- WORK TO COMPLETE
Below are some records. Set each one down exactly as it reads.

** Opening RECORDS FOR THIS EXERCISE block **

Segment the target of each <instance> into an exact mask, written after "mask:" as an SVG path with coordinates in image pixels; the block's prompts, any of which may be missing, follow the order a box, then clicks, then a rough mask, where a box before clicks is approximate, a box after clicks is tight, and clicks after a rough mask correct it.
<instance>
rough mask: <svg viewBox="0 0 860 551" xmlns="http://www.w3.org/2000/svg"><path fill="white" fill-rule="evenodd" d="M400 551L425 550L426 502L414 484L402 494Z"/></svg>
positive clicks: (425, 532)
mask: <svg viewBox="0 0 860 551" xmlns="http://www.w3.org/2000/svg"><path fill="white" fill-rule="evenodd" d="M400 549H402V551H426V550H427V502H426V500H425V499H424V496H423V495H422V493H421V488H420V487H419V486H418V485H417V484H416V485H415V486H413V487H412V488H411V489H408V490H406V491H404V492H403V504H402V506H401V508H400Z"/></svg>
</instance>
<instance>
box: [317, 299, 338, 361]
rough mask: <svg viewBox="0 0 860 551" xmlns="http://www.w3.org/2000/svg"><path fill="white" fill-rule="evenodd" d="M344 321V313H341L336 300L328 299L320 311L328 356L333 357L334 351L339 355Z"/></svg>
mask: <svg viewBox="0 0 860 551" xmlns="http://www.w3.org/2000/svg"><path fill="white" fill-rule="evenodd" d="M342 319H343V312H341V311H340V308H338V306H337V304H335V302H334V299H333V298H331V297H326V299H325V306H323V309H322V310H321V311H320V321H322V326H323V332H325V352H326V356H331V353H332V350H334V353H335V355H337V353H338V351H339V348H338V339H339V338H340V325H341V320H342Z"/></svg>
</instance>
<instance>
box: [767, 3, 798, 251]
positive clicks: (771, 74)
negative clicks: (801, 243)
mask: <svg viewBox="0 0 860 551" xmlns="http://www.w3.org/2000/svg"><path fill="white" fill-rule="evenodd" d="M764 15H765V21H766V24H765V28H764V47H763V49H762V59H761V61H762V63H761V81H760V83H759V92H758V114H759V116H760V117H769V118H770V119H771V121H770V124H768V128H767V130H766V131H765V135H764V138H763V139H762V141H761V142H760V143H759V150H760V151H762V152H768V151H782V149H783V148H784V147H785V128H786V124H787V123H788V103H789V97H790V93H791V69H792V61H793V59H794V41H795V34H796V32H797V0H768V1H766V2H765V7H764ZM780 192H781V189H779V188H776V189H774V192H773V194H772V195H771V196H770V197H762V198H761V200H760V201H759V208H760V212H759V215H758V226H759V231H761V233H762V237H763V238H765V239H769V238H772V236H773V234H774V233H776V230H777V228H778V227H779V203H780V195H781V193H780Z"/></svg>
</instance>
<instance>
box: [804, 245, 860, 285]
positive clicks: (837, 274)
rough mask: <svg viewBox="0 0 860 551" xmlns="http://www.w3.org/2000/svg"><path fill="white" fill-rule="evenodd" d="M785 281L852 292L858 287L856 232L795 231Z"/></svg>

** Closing RECORDS FOR THIS EXERCISE block **

- ANSWER TO THIS EXERCISE
Segment the target of each <instance> into an exact mask, written after "mask:" as an SVG path with coordinates in image pixels; the block's prompts, any of which may be missing, follow the order a box, then clicks, then a rough mask, where a box before clicks is approximate, a box after clicks is tight, and clicks after a rough mask correct it.
<instance>
rough mask: <svg viewBox="0 0 860 551" xmlns="http://www.w3.org/2000/svg"><path fill="white" fill-rule="evenodd" d="M400 551L425 550L426 502L414 484L402 494Z"/></svg>
positive clicks: (425, 532)
mask: <svg viewBox="0 0 860 551" xmlns="http://www.w3.org/2000/svg"><path fill="white" fill-rule="evenodd" d="M400 549H402V551H426V550H427V502H426V500H425V499H424V496H423V495H422V493H421V488H420V487H419V486H418V485H417V484H416V485H415V486H413V487H412V488H411V489H408V490H406V491H404V492H403V504H402V506H401V508H400Z"/></svg>
</instance>
<instance>
box: [317, 299, 338, 361]
rough mask: <svg viewBox="0 0 860 551" xmlns="http://www.w3.org/2000/svg"><path fill="white" fill-rule="evenodd" d="M344 321V313H341L336 300L328 299L320 311L328 356L333 357L334 351L339 355Z"/></svg>
mask: <svg viewBox="0 0 860 551" xmlns="http://www.w3.org/2000/svg"><path fill="white" fill-rule="evenodd" d="M342 319H343V312H341V311H340V308H338V306H337V304H335V302H334V299H333V298H331V297H326V299H325V306H323V309H322V310H321V311H320V321H322V326H323V332H325V352H326V356H331V353H332V350H334V353H335V355H337V353H338V351H339V348H338V339H339V338H340V325H341V320H342Z"/></svg>
</instance>
<instance>
box: [767, 3, 798, 251]
positive clicks: (771, 74)
negative clicks: (801, 243)
mask: <svg viewBox="0 0 860 551" xmlns="http://www.w3.org/2000/svg"><path fill="white" fill-rule="evenodd" d="M764 15H765V21H766V24H765V28H764V47H763V49H762V59H761V61H762V63H761V81H760V83H759V92H758V114H759V116H760V117H769V118H770V119H771V121H770V124H768V128H767V130H766V131H765V135H764V138H763V139H762V141H761V142H760V143H759V150H760V151H762V152H768V151H782V149H783V148H784V147H785V128H786V124H787V123H788V103H789V97H790V93H791V69H792V61H793V59H794V41H795V34H796V32H797V0H768V1H766V2H765V7H764ZM780 192H781V189H779V188H776V189H774V192H773V194H772V195H771V196H770V197H762V198H761V200H760V201H759V208H760V212H759V215H758V226H759V231H761V233H762V237H763V238H765V239H769V238H772V236H773V234H774V233H776V230H777V228H778V227H779V203H780V195H781V193H780Z"/></svg>
</instance>
<instance>
box: [804, 245, 860, 285]
positive clicks: (837, 274)
rough mask: <svg viewBox="0 0 860 551" xmlns="http://www.w3.org/2000/svg"><path fill="white" fill-rule="evenodd" d="M785 281L852 292L858 287L856 232L795 231Z"/></svg>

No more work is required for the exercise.